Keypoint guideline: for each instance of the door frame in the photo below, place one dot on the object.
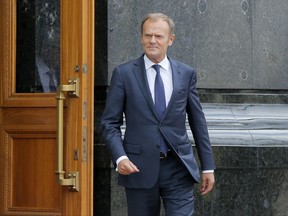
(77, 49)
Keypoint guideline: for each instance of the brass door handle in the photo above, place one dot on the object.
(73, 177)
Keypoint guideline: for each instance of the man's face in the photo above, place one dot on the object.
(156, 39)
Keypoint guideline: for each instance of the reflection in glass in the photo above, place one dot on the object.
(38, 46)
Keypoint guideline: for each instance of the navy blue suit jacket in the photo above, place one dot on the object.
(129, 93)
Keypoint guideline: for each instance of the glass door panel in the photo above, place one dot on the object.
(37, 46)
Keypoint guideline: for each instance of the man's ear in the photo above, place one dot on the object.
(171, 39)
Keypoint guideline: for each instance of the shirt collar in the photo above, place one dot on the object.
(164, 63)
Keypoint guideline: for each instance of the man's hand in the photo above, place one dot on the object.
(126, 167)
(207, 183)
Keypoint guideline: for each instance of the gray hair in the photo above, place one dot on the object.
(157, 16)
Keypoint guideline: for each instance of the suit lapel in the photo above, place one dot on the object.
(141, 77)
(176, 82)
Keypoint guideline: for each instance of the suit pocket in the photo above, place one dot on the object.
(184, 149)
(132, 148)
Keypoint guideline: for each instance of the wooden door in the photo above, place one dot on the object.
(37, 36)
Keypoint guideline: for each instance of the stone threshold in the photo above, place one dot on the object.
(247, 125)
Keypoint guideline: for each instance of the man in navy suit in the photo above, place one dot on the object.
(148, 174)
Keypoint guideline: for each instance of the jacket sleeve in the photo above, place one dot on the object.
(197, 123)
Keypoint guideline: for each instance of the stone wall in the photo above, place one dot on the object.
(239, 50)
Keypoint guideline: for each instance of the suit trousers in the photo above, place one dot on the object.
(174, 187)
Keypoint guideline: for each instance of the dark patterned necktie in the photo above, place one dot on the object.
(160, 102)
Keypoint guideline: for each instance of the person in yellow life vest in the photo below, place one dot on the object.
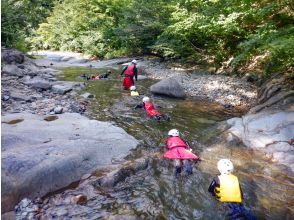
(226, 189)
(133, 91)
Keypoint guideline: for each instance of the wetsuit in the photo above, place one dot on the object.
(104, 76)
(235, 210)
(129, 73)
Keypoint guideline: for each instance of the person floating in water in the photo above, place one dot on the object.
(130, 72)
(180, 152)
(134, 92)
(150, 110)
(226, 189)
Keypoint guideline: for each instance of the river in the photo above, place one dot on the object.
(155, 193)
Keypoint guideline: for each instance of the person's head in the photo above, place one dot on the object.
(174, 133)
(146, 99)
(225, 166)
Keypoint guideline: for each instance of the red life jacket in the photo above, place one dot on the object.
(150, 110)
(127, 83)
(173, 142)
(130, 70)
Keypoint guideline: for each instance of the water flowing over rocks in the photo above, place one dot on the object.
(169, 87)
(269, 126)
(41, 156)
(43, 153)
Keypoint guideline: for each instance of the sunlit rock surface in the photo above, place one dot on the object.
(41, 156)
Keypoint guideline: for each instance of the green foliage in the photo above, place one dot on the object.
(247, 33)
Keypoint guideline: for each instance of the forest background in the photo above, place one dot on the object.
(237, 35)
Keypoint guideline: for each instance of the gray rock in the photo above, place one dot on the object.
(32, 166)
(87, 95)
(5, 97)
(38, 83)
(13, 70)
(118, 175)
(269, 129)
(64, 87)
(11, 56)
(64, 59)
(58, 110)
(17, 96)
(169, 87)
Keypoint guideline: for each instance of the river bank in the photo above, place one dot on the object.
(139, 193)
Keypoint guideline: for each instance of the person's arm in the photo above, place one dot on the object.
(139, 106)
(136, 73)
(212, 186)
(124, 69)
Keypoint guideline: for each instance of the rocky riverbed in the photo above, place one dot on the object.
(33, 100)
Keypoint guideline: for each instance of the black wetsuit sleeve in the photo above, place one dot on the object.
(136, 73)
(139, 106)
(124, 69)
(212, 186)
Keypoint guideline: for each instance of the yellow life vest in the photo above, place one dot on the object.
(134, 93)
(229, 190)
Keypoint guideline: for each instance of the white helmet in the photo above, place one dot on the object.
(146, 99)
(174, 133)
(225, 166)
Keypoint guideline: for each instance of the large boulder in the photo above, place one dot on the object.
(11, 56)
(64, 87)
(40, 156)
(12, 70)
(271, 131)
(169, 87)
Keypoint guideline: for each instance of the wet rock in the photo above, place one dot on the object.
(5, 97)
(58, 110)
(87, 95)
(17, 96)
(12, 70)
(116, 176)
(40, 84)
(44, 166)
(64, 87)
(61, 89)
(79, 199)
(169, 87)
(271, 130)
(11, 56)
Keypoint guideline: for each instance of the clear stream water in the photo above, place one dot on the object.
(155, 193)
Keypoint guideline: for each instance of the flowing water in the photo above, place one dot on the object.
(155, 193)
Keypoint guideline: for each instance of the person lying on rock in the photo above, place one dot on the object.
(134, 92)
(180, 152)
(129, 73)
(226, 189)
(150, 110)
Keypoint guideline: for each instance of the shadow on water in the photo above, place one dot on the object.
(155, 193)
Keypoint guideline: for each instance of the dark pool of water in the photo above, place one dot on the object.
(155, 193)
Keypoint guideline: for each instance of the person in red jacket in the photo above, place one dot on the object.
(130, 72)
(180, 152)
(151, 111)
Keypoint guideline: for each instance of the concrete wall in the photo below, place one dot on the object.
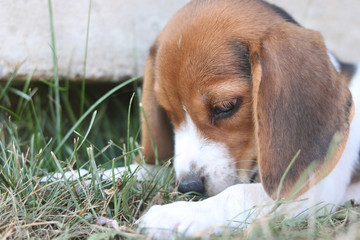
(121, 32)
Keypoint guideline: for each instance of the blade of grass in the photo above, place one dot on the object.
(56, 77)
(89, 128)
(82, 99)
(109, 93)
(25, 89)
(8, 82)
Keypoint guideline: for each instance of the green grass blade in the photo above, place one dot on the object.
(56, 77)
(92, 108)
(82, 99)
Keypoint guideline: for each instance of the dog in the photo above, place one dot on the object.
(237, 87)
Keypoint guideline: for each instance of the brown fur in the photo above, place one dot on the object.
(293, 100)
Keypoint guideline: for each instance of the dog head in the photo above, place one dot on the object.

☆ ☆ ☆ ☆

#### AIM OF THE TASK:
Write out the full listing verbatim, excluding its pictures.

#### WRITTEN SOLUTION:
Keypoint guideline: for each instance of the door frame in the photo below, place one dot on the object.
(77, 49)
Keypoint guideline: for each instance of the brass door handle in the photo above, place one dot on the object.
(73, 177)
Keypoint guideline: for each instance of the man's face in the photo above, place one dot on the object.
(156, 39)
Keypoint guideline: for each instance of the reflection in glass in the photo above, place one dot on the object.
(38, 46)
Keypoint guideline: for each instance of the navy blue suit jacket in the photo above, place one dot on the object.
(129, 93)
Keypoint guideline: for each instance of the glass door panel in the photo above, place one dot on the object.
(37, 46)
Keypoint guideline: for each instance of the man's ear in the photo above, place one dot on the object.
(171, 39)
Keypoint guideline: for each instance of the shirt collar in the photo above, place one dot on the object.
(164, 63)
Keypoint guideline: for each instance of the man's hand in the photo above, place one dot on the object.
(126, 167)
(207, 183)
Keypoint guideline: for each instance of the gray hair in the photo above, place one dot on the object.
(157, 16)
Keypoint guideline: for each instance of the suit lapel in the photo above, place one dot on the object.
(141, 77)
(176, 82)
Keypoint guideline: for each instance of the suit pocket in the photo above, place one dot on the object.
(184, 149)
(132, 148)
Keypoint guideline: for each instance of the wooden door in the photo above, place one dot on the object.
(37, 36)
Keypoint guideline: for each instance of the stone threshold in the photo above, place one dot on the object.
(247, 125)
Keypoint guideline: for each instance of the man in navy suit in the photo above, place one dot on the object.
(148, 174)
Keypoint guideline: for each instance of the jacket sleeve in the photo above, place one dot on the object.
(197, 123)
Keypoint guideline: for each instance of the stone wall in the photo above, place one dot on the object.
(239, 50)
Keypoint guideline: for each instance of the suit trousers in the photo above, place one dot on the object.
(174, 187)
Keypoint guideline: for each instance of the dark patterned necktie in the photo above, place one dot on the object.
(160, 102)
Keypoint guideline: for each instance of the person in yellow life vest in the photo below, place one dot on the object.
(226, 189)
(133, 91)
Keypoint guideline: for each instance of the wetsuit in the photo above, place one dot on the object.
(104, 76)
(235, 210)
(129, 73)
Keypoint guideline: for each instance of the person floating in water in the photo above, place one dot on the object.
(130, 72)
(180, 152)
(134, 92)
(150, 110)
(226, 189)
Keypoint guideline: for each instance of the river in the photo above, place one dot on the object.
(155, 193)
Keypoint guideline: for each instance of the person's head in the photo above, place one dot on the object.
(174, 133)
(146, 99)
(225, 166)
Keypoint guideline: for each instance of the red life jacket in the photo above, place one dot on the object.
(150, 110)
(127, 83)
(173, 142)
(130, 70)
Keypoint guideline: for each instance of the water flowing over rocks in the photo above, place one dot on the object.
(169, 87)
(269, 126)
(41, 156)
(43, 153)
Keypoint guideline: for each instance of the sunlit rock surface in the photo above, place one dot on the object.
(41, 156)
Keypoint guideline: for each instance of the green foliage in the photo above, place one dot on the object.
(247, 33)
Keypoint guideline: for each instance of the forest background in the photo above, place one dot on the object.
(237, 35)
Keypoint guideline: for each instance of the gray rock in the photo above, place one dot on the object.
(32, 166)
(87, 95)
(5, 97)
(38, 83)
(13, 70)
(118, 175)
(269, 129)
(64, 87)
(11, 56)
(64, 59)
(58, 110)
(17, 96)
(169, 87)
Keypoint guideline: for each instance of the river bank in the photo above, place one dot on the object.
(139, 193)
Keypoint guideline: for each instance of the person's arm in the photo above, place one dot on the object.
(139, 106)
(136, 73)
(212, 186)
(124, 69)
Keypoint guideline: for each instance of the rocky riverbed in the photo above, place one dot on the object.
(33, 100)
Keypoint guideline: for each instance of the black wetsuit sleeve in the photo above, place one dot on the object.
(136, 73)
(139, 106)
(124, 69)
(212, 186)
Keypoint guideline: for each instance of the yellow life vest in the photo above, place one dot on the object.
(134, 93)
(229, 190)
Keypoint guideline: for each instance of the white helmet in the photo above, place one dot on the object.
(146, 99)
(174, 133)
(225, 166)
Keypoint guideline: for each instance of the large boulder in the photo above, place one dot on the object.
(11, 56)
(64, 87)
(40, 156)
(12, 70)
(271, 131)
(169, 87)
Keypoint guideline: for each instance of the wet rock in the photo above, place one dot on the object.
(5, 97)
(58, 110)
(87, 95)
(17, 96)
(12, 70)
(116, 176)
(40, 84)
(44, 166)
(64, 87)
(61, 89)
(79, 199)
(169, 87)
(271, 130)
(11, 56)
Keypoint guideline: for each instance of the clear stream water in the photo above, place one dot on the object.
(155, 193)
Keypoint guideline: for each instance of the flowing water in the photo above, place one dot on the object.
(155, 193)
Keypoint guideline: for each instance of the person lying on rock in the photo above, place one dot on the object.
(134, 92)
(180, 152)
(129, 73)
(226, 189)
(150, 110)
Keypoint guideline: for each instance of the shadow on water in the photo above, place one dot on the object.
(155, 193)
Keypoint guideline: for each instance of the dark pool of water in the photo above, place one dot on the object.
(155, 193)
Keypoint guideline: for each instance of the person in red jacket in the photo above, place one dot on the object.
(130, 72)
(180, 152)
(151, 111)
Keypoint guideline: for each instance of the concrete wall in the photo below, place one dot on the object.
(121, 32)
Keypoint guideline: for each instance of the blade of grass in the photo above, place one dot on the object.
(56, 77)
(89, 128)
(82, 99)
(109, 93)
(25, 89)
(8, 82)
Keypoint guideline: for each instance of the green grass blade in the photo above, place one dot on the object.
(56, 77)
(92, 108)
(82, 99)
Keypoint guideline: for each instance of the dog in the photo above, place one dot on the object.
(237, 87)
Keypoint guideline: for each instance of the brown fur in the photo above, place one dot on the object.
(293, 100)
Keypoint guideline: for each instance of the dog head in the photo above, place one dot on the object.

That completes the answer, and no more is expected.